* _Written tasks_:
[a] In the forum thread about the Toyota turn signal that wouldn't shut off, how many days did the writer spend trying to tell the dealership the signal wasn't working?
[b] Continue the forum thread about the Toyota turn signal that wouldn't shut off, starting after its final line.

* _Source excerpt_:
○ ○ ○ ○ ○ ○ ○

Before I had bought the car, I drove it with the salesman and he told me what path to take. Since it was all right turns, I didn’t know about the left turn signal since I hadn’t made any left turns. It wouldn’t shut off after making a left turn every time I made a sharp 90 degree left turn. It happened within a few minutes after driving off the lot after the sale was final. I’d turn the signal on, but it wouldn’t shut off. When I drove with the supervisor of the service department, I found out later that he told everyone I was making “sweeping turns.“ Yeah. I was “the bad guy.“ I had made a left turn at a stoplight next to the double yellow line another another street with a double yellow line. Both streets had two lanes. I drove from the left lane into another left lane. A perfect right angle turn. Not sure how I could have made a “sweeping turn” with traffic all around me And in the lanes beside me. When their employees made left turns while driving the car on side streets (I wasn’t in the car), the signal did shut off. As it did for me On side streets. Only after the sales manager sat with me in my car while it was standing still and turned the steering wheel left and saw it didn’t shut off when he returned the steering wheel to the forward position did he agree to call the Toyota engineers regarding it. But this was only after three days of trying to tell them it wasn’t working, even getting yelled at on the phone like I was a dog by the service manager. After I had calmly reminded him that I had just spent a lot of money on one of their vehicles and I couldn’t believe he was being so condescending to me (really…I was SO shocked at his attitude), I had noticed a change in his demeanor. Women‘s statements are not always taken at face value at car dealerships because “we don’t know anything.“
 
#61 ·
None of my past and present Toyotas had this problem nor did yours, it seems. Once in a while if the turn doesn't require much wheel turn, it doesn't click off. Never measure how much I had to turn the wheel so it will auto stop when the wheel is straightened. It looks like what you have is a screwed-up indexing in the steering column.
Our RAV4 doesn't have what you described.
 
#70 ·
i would love to see the cam and finger setup to see what was up.
yea a new whole unit would fix it.
and toyota could have the whole thing to take a look at the engineering section to see what went wrong.
it could to have been as easy at the finger was warped or not formed right.
to just broken or bad design on the finger.
i would say the latter might be true.

or the cam could have the same issue as bad formed material.

back in the good old days the parts were metal. (1950's 1960's)
modern times they are plastics or mixed composite materials.
injection molded parts can be a real challenge unless they check every part with an indexer or laser scan.
or check for cracks or voids etc.

○ ○ ○ ○ ○ ○ ○

* _Entries supplied_:
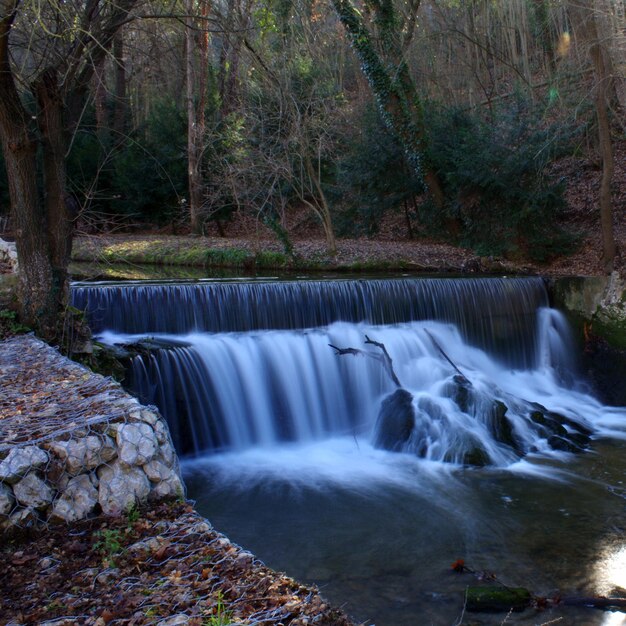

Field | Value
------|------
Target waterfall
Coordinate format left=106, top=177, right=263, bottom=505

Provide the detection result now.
left=74, top=278, right=616, bottom=466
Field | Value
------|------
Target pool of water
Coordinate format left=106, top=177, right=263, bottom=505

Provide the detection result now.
left=183, top=438, right=626, bottom=626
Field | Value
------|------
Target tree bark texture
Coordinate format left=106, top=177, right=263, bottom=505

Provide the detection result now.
left=570, top=0, right=617, bottom=274
left=0, top=0, right=136, bottom=341
left=332, top=0, right=444, bottom=208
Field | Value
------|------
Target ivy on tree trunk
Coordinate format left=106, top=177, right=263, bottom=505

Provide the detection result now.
left=332, top=0, right=444, bottom=208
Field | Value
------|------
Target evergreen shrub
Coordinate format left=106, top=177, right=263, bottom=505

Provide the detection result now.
left=420, top=100, right=579, bottom=262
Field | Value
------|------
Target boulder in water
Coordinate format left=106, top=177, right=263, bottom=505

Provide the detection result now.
left=465, top=585, right=532, bottom=613
left=374, top=389, right=415, bottom=451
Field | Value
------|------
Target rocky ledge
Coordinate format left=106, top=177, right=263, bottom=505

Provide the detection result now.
left=0, top=336, right=353, bottom=626
left=0, top=335, right=184, bottom=530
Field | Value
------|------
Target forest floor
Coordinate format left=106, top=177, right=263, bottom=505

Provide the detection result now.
left=0, top=502, right=354, bottom=626
left=74, top=140, right=626, bottom=276
left=0, top=141, right=626, bottom=626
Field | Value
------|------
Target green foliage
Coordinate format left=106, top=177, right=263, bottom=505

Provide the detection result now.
left=202, top=591, right=234, bottom=626
left=0, top=309, right=31, bottom=339
left=420, top=101, right=577, bottom=262
left=111, top=99, right=187, bottom=223
left=93, top=528, right=123, bottom=567
left=332, top=106, right=422, bottom=236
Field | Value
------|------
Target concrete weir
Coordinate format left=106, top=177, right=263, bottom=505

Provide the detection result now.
left=0, top=335, right=353, bottom=626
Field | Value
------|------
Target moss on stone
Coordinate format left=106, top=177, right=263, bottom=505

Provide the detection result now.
left=466, top=586, right=531, bottom=613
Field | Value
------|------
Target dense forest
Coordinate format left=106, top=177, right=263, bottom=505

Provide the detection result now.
left=0, top=0, right=626, bottom=336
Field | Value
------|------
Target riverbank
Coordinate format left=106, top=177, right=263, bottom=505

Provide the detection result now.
left=0, top=336, right=352, bottom=626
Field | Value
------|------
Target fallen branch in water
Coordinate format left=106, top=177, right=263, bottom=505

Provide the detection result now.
left=328, top=335, right=402, bottom=387
left=452, top=559, right=626, bottom=613
left=424, top=328, right=472, bottom=385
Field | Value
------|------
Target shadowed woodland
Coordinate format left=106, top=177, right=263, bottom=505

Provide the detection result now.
left=0, top=0, right=626, bottom=336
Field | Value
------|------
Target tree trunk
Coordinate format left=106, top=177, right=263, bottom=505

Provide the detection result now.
left=0, top=7, right=58, bottom=338
left=186, top=0, right=208, bottom=235
left=570, top=0, right=617, bottom=273
left=113, top=30, right=127, bottom=140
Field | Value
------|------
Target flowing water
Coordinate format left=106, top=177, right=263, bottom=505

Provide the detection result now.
left=74, top=278, right=626, bottom=626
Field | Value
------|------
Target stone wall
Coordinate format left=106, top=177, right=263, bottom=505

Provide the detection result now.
left=0, top=238, right=17, bottom=272
left=0, top=336, right=184, bottom=530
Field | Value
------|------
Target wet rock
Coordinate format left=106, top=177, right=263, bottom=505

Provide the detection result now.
left=157, top=613, right=191, bottom=626
left=0, top=483, right=15, bottom=515
left=98, top=459, right=150, bottom=515
left=143, top=460, right=174, bottom=483
left=9, top=507, right=41, bottom=528
left=444, top=375, right=474, bottom=413
left=463, top=443, right=491, bottom=467
left=374, top=389, right=415, bottom=451
left=13, top=472, right=54, bottom=510
left=116, top=423, right=158, bottom=465
left=48, top=435, right=117, bottom=476
left=530, top=403, right=592, bottom=452
left=487, top=400, right=523, bottom=453
left=150, top=472, right=185, bottom=498
left=0, top=446, right=49, bottom=485
left=465, top=586, right=531, bottom=613
left=51, top=474, right=98, bottom=522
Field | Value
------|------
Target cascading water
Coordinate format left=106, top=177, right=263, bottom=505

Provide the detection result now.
left=79, top=278, right=620, bottom=465
left=74, top=278, right=626, bottom=626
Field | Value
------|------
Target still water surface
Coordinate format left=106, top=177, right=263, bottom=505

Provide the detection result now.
left=184, top=439, right=626, bottom=626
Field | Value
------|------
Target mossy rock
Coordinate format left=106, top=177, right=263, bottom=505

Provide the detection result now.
left=465, top=586, right=532, bottom=613
left=463, top=444, right=491, bottom=467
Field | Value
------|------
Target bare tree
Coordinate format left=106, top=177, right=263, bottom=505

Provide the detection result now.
left=0, top=0, right=137, bottom=339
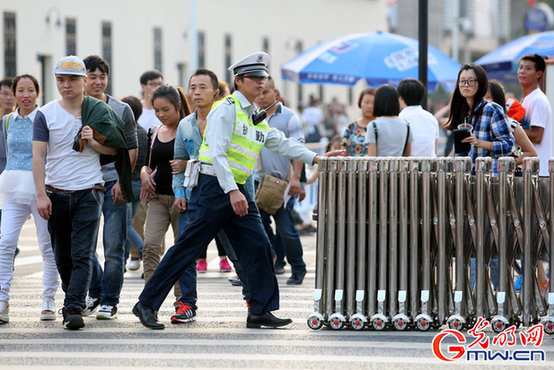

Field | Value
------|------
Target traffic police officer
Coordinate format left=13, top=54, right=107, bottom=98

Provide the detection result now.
left=133, top=52, right=332, bottom=329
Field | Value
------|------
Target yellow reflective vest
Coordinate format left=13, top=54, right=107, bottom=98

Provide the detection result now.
left=198, top=95, right=269, bottom=184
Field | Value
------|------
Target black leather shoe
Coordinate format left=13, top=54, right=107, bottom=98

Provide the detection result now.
left=246, top=312, right=292, bottom=329
left=133, top=301, right=165, bottom=330
left=287, top=271, right=306, bottom=285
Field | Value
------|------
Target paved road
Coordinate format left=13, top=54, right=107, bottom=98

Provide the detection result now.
left=0, top=222, right=554, bottom=369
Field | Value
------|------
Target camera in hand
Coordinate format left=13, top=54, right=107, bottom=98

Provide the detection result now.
left=452, top=120, right=473, bottom=154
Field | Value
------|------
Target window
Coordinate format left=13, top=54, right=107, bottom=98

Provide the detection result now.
left=65, top=18, right=77, bottom=55
left=223, top=34, right=233, bottom=83
left=102, top=22, right=113, bottom=94
left=294, top=40, right=304, bottom=106
left=4, top=12, right=17, bottom=77
left=154, top=27, right=163, bottom=72
left=198, top=31, right=206, bottom=68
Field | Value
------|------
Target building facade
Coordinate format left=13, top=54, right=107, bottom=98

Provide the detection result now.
left=0, top=0, right=388, bottom=107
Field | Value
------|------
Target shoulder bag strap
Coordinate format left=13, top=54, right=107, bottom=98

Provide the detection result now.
left=4, top=112, right=13, bottom=140
left=371, top=121, right=379, bottom=145
left=148, top=126, right=161, bottom=168
left=402, top=120, right=410, bottom=156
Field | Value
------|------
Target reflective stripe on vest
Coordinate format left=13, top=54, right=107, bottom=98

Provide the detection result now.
left=198, top=95, right=269, bottom=184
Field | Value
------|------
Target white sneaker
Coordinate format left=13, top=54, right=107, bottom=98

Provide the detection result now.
left=0, top=301, right=10, bottom=324
left=96, top=304, right=117, bottom=320
left=81, top=297, right=100, bottom=316
left=127, top=260, right=140, bottom=271
left=40, top=301, right=56, bottom=321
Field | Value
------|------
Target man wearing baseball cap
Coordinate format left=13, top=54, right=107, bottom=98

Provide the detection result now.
left=133, top=52, right=337, bottom=329
left=33, top=56, right=117, bottom=330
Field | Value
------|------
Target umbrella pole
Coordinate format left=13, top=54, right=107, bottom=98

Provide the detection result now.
left=418, top=0, right=429, bottom=109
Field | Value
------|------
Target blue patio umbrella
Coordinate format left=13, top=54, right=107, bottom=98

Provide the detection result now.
left=281, top=31, right=461, bottom=91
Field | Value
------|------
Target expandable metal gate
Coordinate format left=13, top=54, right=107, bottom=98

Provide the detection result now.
left=308, top=157, right=554, bottom=334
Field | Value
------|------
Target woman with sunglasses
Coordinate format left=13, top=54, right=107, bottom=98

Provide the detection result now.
left=445, top=64, right=515, bottom=174
left=0, top=74, right=59, bottom=324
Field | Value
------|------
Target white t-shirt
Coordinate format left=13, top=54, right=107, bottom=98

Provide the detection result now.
left=521, top=88, right=552, bottom=176
left=137, top=107, right=162, bottom=131
left=33, top=100, right=104, bottom=190
left=398, top=105, right=439, bottom=157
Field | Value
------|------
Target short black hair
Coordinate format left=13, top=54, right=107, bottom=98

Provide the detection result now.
left=358, top=87, right=377, bottom=108
left=11, top=73, right=40, bottom=95
left=0, top=77, right=13, bottom=90
left=121, top=95, right=142, bottom=121
left=189, top=68, right=219, bottom=90
left=140, top=69, right=164, bottom=85
left=152, top=85, right=191, bottom=118
left=398, top=78, right=425, bottom=105
left=373, top=84, right=400, bottom=117
left=489, top=80, right=506, bottom=111
left=520, top=54, right=546, bottom=74
left=83, top=55, right=110, bottom=75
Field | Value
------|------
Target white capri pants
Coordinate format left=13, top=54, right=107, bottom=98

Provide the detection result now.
left=0, top=200, right=59, bottom=301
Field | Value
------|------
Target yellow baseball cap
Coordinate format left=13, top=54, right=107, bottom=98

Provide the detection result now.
left=54, top=55, right=87, bottom=77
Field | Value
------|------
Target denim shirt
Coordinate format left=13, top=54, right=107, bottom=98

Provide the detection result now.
left=2, top=108, right=38, bottom=171
left=172, top=111, right=202, bottom=200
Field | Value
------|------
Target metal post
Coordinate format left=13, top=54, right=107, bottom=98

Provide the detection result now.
left=475, top=157, right=491, bottom=318
left=329, top=159, right=348, bottom=330
left=520, top=158, right=539, bottom=326
left=391, top=159, right=410, bottom=330
left=370, top=158, right=390, bottom=330
left=367, top=159, right=379, bottom=317
left=325, top=158, right=338, bottom=319
left=418, top=0, right=429, bottom=109
left=437, top=159, right=448, bottom=324
left=543, top=158, right=554, bottom=334
left=409, top=158, right=421, bottom=322
left=447, top=157, right=471, bottom=330
left=415, top=159, right=435, bottom=331
left=308, top=157, right=328, bottom=330
left=349, top=158, right=369, bottom=330
left=491, top=157, right=515, bottom=333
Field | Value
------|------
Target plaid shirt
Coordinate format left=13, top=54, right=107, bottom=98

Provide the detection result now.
left=469, top=100, right=515, bottom=175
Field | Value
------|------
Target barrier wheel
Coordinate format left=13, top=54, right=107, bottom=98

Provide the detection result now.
left=544, top=320, right=554, bottom=334
left=371, top=318, right=387, bottom=331
left=392, top=318, right=409, bottom=331
left=416, top=317, right=432, bottom=331
left=350, top=318, right=365, bottom=330
left=448, top=319, right=464, bottom=331
left=329, top=317, right=346, bottom=330
left=491, top=320, right=508, bottom=333
left=308, top=316, right=323, bottom=330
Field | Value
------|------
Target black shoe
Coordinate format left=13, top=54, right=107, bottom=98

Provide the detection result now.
left=287, top=271, right=306, bottom=285
left=62, top=307, right=85, bottom=330
left=133, top=301, right=165, bottom=330
left=246, top=312, right=292, bottom=329
left=227, top=276, right=242, bottom=286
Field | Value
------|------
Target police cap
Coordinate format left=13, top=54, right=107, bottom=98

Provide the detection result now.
left=229, top=51, right=269, bottom=77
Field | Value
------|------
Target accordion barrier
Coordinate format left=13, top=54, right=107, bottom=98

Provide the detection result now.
left=308, top=157, right=554, bottom=334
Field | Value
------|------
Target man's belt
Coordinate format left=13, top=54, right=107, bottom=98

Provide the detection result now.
left=200, top=163, right=217, bottom=176
left=44, top=184, right=106, bottom=193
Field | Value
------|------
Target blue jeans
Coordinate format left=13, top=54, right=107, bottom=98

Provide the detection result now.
left=89, top=181, right=127, bottom=306
left=47, top=189, right=104, bottom=312
left=260, top=197, right=306, bottom=273
left=125, top=180, right=144, bottom=261
left=139, top=174, right=279, bottom=315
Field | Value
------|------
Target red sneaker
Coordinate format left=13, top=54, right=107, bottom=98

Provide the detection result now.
left=219, top=257, right=233, bottom=272
left=196, top=258, right=208, bottom=272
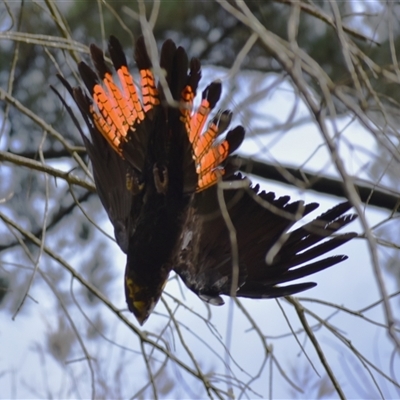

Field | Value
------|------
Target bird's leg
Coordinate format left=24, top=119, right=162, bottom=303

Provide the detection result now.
left=153, top=164, right=168, bottom=194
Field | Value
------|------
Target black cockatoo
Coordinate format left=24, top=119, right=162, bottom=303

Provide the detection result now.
left=54, top=36, right=356, bottom=324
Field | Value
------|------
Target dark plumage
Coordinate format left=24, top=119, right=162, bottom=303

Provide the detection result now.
left=54, top=36, right=355, bottom=324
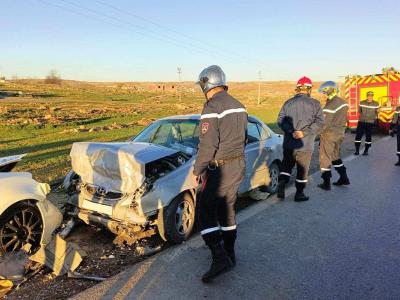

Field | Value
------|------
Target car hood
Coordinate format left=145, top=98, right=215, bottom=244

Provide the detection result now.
left=70, top=142, right=177, bottom=193
left=0, top=154, right=26, bottom=172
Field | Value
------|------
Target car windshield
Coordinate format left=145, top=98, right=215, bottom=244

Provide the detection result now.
left=132, top=120, right=199, bottom=155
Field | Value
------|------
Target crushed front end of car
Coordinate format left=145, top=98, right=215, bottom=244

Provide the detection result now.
left=64, top=143, right=190, bottom=245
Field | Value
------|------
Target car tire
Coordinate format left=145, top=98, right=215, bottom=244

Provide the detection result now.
left=164, top=193, right=196, bottom=244
left=265, top=162, right=280, bottom=194
left=0, top=202, right=43, bottom=253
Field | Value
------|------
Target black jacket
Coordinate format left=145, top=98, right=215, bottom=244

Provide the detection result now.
left=193, top=91, right=247, bottom=175
left=278, top=94, right=324, bottom=151
left=321, top=96, right=349, bottom=135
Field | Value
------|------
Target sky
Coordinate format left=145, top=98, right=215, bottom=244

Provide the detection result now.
left=0, top=0, right=400, bottom=81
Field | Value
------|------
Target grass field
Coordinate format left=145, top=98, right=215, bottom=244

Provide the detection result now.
left=0, top=80, right=316, bottom=183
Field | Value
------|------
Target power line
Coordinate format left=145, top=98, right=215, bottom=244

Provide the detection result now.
left=43, top=0, right=248, bottom=62
left=257, top=70, right=262, bottom=105
left=94, top=0, right=264, bottom=66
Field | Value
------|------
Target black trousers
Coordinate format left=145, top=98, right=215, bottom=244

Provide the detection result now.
left=279, top=148, right=312, bottom=191
left=199, top=158, right=246, bottom=244
left=354, top=122, right=374, bottom=145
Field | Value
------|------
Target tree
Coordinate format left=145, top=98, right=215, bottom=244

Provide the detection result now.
left=44, top=69, right=61, bottom=84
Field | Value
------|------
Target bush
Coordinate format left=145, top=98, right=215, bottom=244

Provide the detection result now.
left=44, top=70, right=61, bottom=84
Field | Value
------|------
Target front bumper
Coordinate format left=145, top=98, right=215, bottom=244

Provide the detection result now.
left=68, top=192, right=149, bottom=227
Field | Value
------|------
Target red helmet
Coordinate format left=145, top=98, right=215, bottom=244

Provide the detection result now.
left=297, top=76, right=312, bottom=88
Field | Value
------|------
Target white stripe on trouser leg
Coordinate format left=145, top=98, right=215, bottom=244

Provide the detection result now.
left=200, top=227, right=220, bottom=235
left=296, top=179, right=308, bottom=183
left=221, top=225, right=236, bottom=231
left=333, top=164, right=343, bottom=168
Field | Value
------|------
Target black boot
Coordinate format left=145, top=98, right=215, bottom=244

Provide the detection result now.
left=363, top=144, right=371, bottom=156
left=201, top=242, right=233, bottom=283
left=277, top=180, right=286, bottom=199
left=294, top=191, right=310, bottom=202
left=318, top=171, right=332, bottom=191
left=294, top=179, right=310, bottom=202
left=394, top=154, right=400, bottom=167
left=354, top=143, right=360, bottom=155
left=222, top=229, right=237, bottom=266
left=333, top=166, right=350, bottom=185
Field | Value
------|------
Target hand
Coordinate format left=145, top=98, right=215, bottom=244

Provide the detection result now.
left=293, top=130, right=304, bottom=140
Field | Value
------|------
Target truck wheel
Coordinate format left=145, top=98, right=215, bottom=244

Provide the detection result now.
left=265, top=163, right=280, bottom=194
left=0, top=203, right=43, bottom=252
left=164, top=193, right=196, bottom=244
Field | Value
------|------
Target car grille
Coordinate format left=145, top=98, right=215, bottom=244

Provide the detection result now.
left=84, top=184, right=125, bottom=200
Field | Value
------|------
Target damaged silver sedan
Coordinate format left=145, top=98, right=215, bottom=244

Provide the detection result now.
left=0, top=155, right=62, bottom=253
left=64, top=115, right=282, bottom=244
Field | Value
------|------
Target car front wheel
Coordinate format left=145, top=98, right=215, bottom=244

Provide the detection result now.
left=0, top=203, right=43, bottom=252
left=164, top=193, right=196, bottom=244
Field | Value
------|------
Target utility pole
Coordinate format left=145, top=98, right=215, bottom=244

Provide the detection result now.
left=257, top=70, right=262, bottom=105
left=177, top=67, right=182, bottom=101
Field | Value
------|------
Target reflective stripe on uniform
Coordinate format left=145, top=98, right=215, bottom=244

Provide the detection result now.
left=221, top=225, right=236, bottom=231
left=279, top=172, right=291, bottom=177
left=360, top=104, right=380, bottom=108
left=322, top=103, right=349, bottom=114
left=200, top=108, right=247, bottom=119
left=296, top=179, right=308, bottom=183
left=200, top=227, right=220, bottom=235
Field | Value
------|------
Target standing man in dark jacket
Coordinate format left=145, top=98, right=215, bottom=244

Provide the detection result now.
left=318, top=81, right=350, bottom=191
left=278, top=77, right=324, bottom=202
left=354, top=91, right=379, bottom=155
left=193, top=66, right=247, bottom=282
left=390, top=106, right=400, bottom=167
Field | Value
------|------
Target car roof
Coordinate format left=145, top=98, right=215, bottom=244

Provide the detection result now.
left=158, top=114, right=263, bottom=123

○ ○ ○ ○ ○ ○ ○

* _Exercise answers_:
[a] Three days.

[b]
the joy of a new car or truck is gone when you have to deal with a bad part.
been there done that!
lol
Merry Christmas!
 
#71 ·
What you say makes sense…that perhaps Toyota engineers wanted to inspect the bad part. From the disbelief I encountered from the service department, I surmised my car’s situation was not one they likely had seen before. Bravo to the Toyota mechanics for wanting to inspect the bad part, if that is in fact what they did.
 
#74 ·
yea working with GM on issues like this and electrical issues as a 3rd party engineering group.
back in the day (1980's to 2000) they would ship us the whole car or a structure to take a look.

a fresh set of eyes on the project is a good thing.

some issues were rare and some were in the 100k range on the affected cars and trucks.
 
#78 ·
cablegate is the rav4 mgr cable corrosion problem -BEFORE- Toyota started to cover these cables with additional warranty
and before the cable clamshell design change. the whole mgr cable dilemma can be lumped under 'rav4 cablegate'

specifically the closed connector shell allowed dirt to remain and pack in, and provide
physical external pressure (the packed dirt) and physical continual wet electrolyte
to allow corrosion to invade under the braid clamp and into the 3-phase wiring.

the open clamshell will still allow some corrosion and dirt, but without the added continual wetness
and continual physical pressure from packed dirt. it cannot pack in, it will build up to some
point and just fall out...

this version should have no electrical problems but may allow braid to corrode,
hence those if us with the new design and open clamshell...we still want to avoid all
corrosion on this braid if we can.


there is no evidence thus far the open clamshell design ever had any hybrid system fault....
but there is evidence of some surface corrosion on the open clamshell design.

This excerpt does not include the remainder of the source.